(Beginning of Data shown)

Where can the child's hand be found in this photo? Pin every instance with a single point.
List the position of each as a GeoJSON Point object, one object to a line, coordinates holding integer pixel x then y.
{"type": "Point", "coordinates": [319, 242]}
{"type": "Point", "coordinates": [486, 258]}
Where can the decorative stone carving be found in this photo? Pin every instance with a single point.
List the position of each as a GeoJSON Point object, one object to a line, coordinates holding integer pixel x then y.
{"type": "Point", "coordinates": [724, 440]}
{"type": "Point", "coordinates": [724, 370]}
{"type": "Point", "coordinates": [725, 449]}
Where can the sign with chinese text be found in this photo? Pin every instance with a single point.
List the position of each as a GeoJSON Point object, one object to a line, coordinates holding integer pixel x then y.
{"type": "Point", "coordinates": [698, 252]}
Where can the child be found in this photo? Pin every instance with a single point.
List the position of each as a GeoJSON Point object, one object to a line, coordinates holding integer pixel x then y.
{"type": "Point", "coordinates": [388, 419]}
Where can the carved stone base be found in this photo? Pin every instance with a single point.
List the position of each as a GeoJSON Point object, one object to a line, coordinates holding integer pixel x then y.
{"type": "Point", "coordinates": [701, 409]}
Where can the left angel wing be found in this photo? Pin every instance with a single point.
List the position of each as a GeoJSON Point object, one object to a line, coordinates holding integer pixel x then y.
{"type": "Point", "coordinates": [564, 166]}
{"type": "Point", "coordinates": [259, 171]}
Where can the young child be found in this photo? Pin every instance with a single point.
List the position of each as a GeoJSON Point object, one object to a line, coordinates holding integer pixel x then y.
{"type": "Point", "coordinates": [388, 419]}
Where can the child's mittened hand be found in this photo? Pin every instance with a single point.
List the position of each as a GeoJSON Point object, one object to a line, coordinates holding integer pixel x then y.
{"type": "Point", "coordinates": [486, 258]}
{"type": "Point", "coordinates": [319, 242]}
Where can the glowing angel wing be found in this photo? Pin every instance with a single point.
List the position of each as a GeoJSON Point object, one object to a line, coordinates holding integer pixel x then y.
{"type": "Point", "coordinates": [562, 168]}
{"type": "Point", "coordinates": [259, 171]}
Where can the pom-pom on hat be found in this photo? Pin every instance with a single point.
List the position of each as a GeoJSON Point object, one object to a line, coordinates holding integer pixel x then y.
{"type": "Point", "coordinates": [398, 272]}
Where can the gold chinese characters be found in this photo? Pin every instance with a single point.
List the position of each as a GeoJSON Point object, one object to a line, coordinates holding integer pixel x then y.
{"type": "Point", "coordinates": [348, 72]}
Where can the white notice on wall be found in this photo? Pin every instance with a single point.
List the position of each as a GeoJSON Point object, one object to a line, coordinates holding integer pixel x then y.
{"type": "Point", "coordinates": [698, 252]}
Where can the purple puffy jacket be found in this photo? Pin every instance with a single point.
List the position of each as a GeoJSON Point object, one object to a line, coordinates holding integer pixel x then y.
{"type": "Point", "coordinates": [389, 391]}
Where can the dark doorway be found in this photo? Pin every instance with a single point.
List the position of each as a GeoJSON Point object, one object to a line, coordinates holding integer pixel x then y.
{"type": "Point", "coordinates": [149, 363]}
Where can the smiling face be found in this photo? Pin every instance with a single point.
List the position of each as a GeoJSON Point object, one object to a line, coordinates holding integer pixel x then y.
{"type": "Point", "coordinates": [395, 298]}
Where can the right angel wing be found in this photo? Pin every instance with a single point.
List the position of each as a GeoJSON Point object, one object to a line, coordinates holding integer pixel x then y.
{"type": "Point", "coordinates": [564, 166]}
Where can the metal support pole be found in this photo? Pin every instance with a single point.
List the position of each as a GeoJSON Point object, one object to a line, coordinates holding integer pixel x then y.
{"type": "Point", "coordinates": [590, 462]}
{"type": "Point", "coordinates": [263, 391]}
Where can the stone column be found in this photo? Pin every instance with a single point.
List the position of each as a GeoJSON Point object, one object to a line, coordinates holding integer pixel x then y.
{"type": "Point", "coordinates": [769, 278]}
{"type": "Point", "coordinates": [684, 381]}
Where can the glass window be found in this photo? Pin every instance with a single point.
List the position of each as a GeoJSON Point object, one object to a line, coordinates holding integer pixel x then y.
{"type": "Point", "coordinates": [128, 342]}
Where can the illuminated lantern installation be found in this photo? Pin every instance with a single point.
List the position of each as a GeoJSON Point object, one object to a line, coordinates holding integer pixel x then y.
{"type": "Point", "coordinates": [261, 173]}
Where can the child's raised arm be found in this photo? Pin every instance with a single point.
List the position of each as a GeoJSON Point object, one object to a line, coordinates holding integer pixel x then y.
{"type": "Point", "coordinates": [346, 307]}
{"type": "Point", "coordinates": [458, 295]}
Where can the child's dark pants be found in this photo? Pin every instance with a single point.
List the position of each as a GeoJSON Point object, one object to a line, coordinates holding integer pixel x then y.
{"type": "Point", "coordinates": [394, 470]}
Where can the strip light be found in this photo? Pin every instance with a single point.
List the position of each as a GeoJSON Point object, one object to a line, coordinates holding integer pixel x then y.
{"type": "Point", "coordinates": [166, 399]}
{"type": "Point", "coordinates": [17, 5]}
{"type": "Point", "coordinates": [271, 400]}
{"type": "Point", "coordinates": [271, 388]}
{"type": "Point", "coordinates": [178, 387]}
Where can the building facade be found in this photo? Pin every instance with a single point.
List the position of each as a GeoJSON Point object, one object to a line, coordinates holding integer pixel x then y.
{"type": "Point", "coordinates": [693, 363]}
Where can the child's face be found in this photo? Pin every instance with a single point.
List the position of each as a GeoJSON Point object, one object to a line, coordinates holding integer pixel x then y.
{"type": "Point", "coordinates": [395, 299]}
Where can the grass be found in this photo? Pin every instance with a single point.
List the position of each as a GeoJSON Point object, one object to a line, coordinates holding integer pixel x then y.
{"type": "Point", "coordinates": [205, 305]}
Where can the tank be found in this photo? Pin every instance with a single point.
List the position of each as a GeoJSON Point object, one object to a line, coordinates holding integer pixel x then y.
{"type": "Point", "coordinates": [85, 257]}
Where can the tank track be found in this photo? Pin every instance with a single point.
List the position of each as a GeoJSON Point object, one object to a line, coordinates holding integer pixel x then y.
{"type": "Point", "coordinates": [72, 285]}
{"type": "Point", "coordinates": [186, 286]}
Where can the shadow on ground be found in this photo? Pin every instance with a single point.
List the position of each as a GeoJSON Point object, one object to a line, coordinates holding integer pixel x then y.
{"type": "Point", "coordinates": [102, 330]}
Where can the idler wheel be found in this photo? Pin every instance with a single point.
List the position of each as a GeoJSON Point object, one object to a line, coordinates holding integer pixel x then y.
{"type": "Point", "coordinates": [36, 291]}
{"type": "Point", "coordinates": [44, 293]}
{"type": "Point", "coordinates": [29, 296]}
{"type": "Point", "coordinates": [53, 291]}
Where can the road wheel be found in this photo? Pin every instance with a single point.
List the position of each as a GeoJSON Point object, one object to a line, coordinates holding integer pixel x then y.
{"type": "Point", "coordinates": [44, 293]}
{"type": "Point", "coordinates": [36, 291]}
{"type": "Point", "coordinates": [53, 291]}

(End of Data shown)

Assignment:
The response should consist of all the entries, transcribed exactly.

Completed task:
Where can the child's hand be found in this photo? Pin every instance with a single point.
List the position of each as a GeoJSON Point object, one object to a line, coordinates holding integer pixel x then y.
{"type": "Point", "coordinates": [319, 242]}
{"type": "Point", "coordinates": [486, 258]}
Where can the decorative stone carving be found in this photo? Pin every instance with a single point.
List the position of each as a GeoJSON Point object, one object to a line, coordinates holding integer pixel x then y.
{"type": "Point", "coordinates": [724, 440]}
{"type": "Point", "coordinates": [724, 370]}
{"type": "Point", "coordinates": [725, 449]}
Where can the sign with chinese text be found in this photo? Pin every instance with a single point.
List the position of each as a GeoJSON Point object, one object to a line, coordinates holding integer pixel x then y.
{"type": "Point", "coordinates": [698, 252]}
Where can the child be found in this photo? Pin every instance with a single point.
List the position of each as a GeoJSON Point object, one object to a line, coordinates holding integer pixel x then y.
{"type": "Point", "coordinates": [388, 419]}
Where can the carved stone base be found in this photo? Pin every instance with a single point.
List the position of each as a GeoJSON Point object, one object to a line, coordinates holding integer pixel x then y.
{"type": "Point", "coordinates": [701, 409]}
Where can the left angel wing be found in this photo? Pin every instance with a single point.
List the position of each as a GeoJSON Point object, one object to a line, coordinates holding integer pixel x then y.
{"type": "Point", "coordinates": [564, 166]}
{"type": "Point", "coordinates": [259, 171]}
Where can the young child be found in this photo? Pin every instance with a single point.
List the position of each as a GeoJSON Point object, one object to a line, coordinates holding integer pixel x then y.
{"type": "Point", "coordinates": [388, 419]}
Where can the child's mittened hand be found in this photo? Pin every instance with a single point.
List the position of each as a GeoJSON Point object, one object to a line, coordinates holding integer pixel x then y.
{"type": "Point", "coordinates": [486, 258]}
{"type": "Point", "coordinates": [319, 242]}
Where can the glowing angel wing be found in this photo? Pin every instance with a single point.
List the position of each as a GeoJSON Point object, one object to a line, coordinates holding integer pixel x then y.
{"type": "Point", "coordinates": [562, 168]}
{"type": "Point", "coordinates": [259, 171]}
Where can the pom-pom on hat be found in this photo? Pin every instance with a single point.
List the position of each as a GeoJSON Point object, one object to a line, coordinates holding integer pixel x then y.
{"type": "Point", "coordinates": [398, 272]}
Where can the gold chinese characters be found in this photo? Pin every instance with a single point.
List the position of each as a GeoJSON Point object, one object to a line, coordinates holding integer pixel x then y.
{"type": "Point", "coordinates": [348, 72]}
Where can the white notice on wall be found in this photo? Pin every instance with a single point.
List the position of each as a GeoJSON Point object, one object to a line, coordinates holding integer pixel x then y.
{"type": "Point", "coordinates": [698, 252]}
Where can the purple puffy jacket be found in this photo? Pin every instance with a single point.
List the position of each as a GeoJSON Point object, one object to a line, coordinates holding integer pixel x then y.
{"type": "Point", "coordinates": [389, 391]}
Where can the dark doorway be found in this photo? Pin every instance with a single point.
List the position of each as a GeoJSON Point object, one object to a line, coordinates holding integer pixel x then y.
{"type": "Point", "coordinates": [149, 363]}
Where can the smiling face be found in this photo? Pin every instance with a single point.
List the position of each as a GeoJSON Point object, one object to a line, coordinates holding integer pixel x then y.
{"type": "Point", "coordinates": [395, 298]}
Where can the right angel wing be found in this photo? Pin every instance with a single point.
List the position of each as a GeoJSON Point object, one object to a line, coordinates holding integer pixel x then y.
{"type": "Point", "coordinates": [564, 166]}
Where can the metal support pole be found in this photo? Pin every instance with a single point.
List the position of each as a GeoJSON Point object, one object to a line, coordinates holding integer pixel x then y.
{"type": "Point", "coordinates": [590, 462]}
{"type": "Point", "coordinates": [263, 391]}
Where can the stone column be found in this photo? Pin every instance with a single point.
List the position of each as a GeoJSON Point object, one object to a line, coordinates holding integer pixel x then y.
{"type": "Point", "coordinates": [769, 278]}
{"type": "Point", "coordinates": [684, 381]}
Where can the glass window be found in this photo? Pin every instance with a single point.
List the position of each as a GeoJSON Point object, one object to a line, coordinates holding integer pixel x then y.
{"type": "Point", "coordinates": [128, 342]}
Where can the illuminated lantern installation be found in this photo? Pin every instance with a single point.
List the position of each as a GeoJSON Point object, one object to a line, coordinates holding integer pixel x then y.
{"type": "Point", "coordinates": [261, 173]}
Where can the child's raised arm be found in this photo? Pin every instance with a single point.
List the position of each as a GeoJSON Point object, one object to a line, coordinates holding integer pixel x then y.
{"type": "Point", "coordinates": [346, 307]}
{"type": "Point", "coordinates": [458, 295]}
Where can the child's dark pants be found in this photo? Pin every instance with a single point.
List the position of each as a GeoJSON Point object, one object to a line, coordinates holding integer pixel x then y.
{"type": "Point", "coordinates": [394, 470]}
Where can the strip light be found in this photo? Pin every instance with a single point.
List the position of each as a GeoJSON Point object, one object to a line, coordinates holding integer pixel x then y.
{"type": "Point", "coordinates": [166, 399]}
{"type": "Point", "coordinates": [17, 5]}
{"type": "Point", "coordinates": [271, 400]}
{"type": "Point", "coordinates": [271, 388]}
{"type": "Point", "coordinates": [178, 387]}
Where can the building facade be found in this photo? Pin every instance with a single point.
List the position of each as a GeoJSON Point object, one object to a line, coordinates holding integer pixel x then y.
{"type": "Point", "coordinates": [693, 363]}
Where can the child's face be found in this photo? Pin every instance with a single point.
List the position of each as a GeoJSON Point object, one object to a line, coordinates holding integer pixel x then y.
{"type": "Point", "coordinates": [395, 299]}
Where can the grass be found in this photo? Pin every instance with a single point.
List the position of each as a GeoJSON Point object, one object to a line, coordinates holding integer pixel x then y.
{"type": "Point", "coordinates": [205, 305]}
Where can the tank be found in this photo? Pin every instance with a single point.
List the position of each as a GeoJSON Point object, one object to a line, coordinates holding integer pixel x then y.
{"type": "Point", "coordinates": [85, 257]}
Where can the tank track be found in this photo? Pin every instance with a single point.
List the position of each as a GeoJSON Point object, one object to a line, coordinates holding integer pixel x then y.
{"type": "Point", "coordinates": [72, 285]}
{"type": "Point", "coordinates": [186, 286]}
Where can the shadow on ground be found in this photo? Pin every instance with a single point.
List the position of each as a GeoJSON Point object, one object to a line, coordinates holding integer pixel x then y.
{"type": "Point", "coordinates": [102, 330]}
Where can the idler wheel be found in this photo? Pin every instance with a single point.
List the position of each as a GeoJSON Point object, one object to a line, coordinates holding integer pixel x then y.
{"type": "Point", "coordinates": [36, 291]}
{"type": "Point", "coordinates": [44, 293]}
{"type": "Point", "coordinates": [29, 296]}
{"type": "Point", "coordinates": [53, 291]}
Where can the road wheel be found in this photo? Pin every instance with a single point.
List the position of each as a GeoJSON Point object, one object to a line, coordinates holding integer pixel x then y.
{"type": "Point", "coordinates": [44, 293]}
{"type": "Point", "coordinates": [36, 291]}
{"type": "Point", "coordinates": [53, 291]}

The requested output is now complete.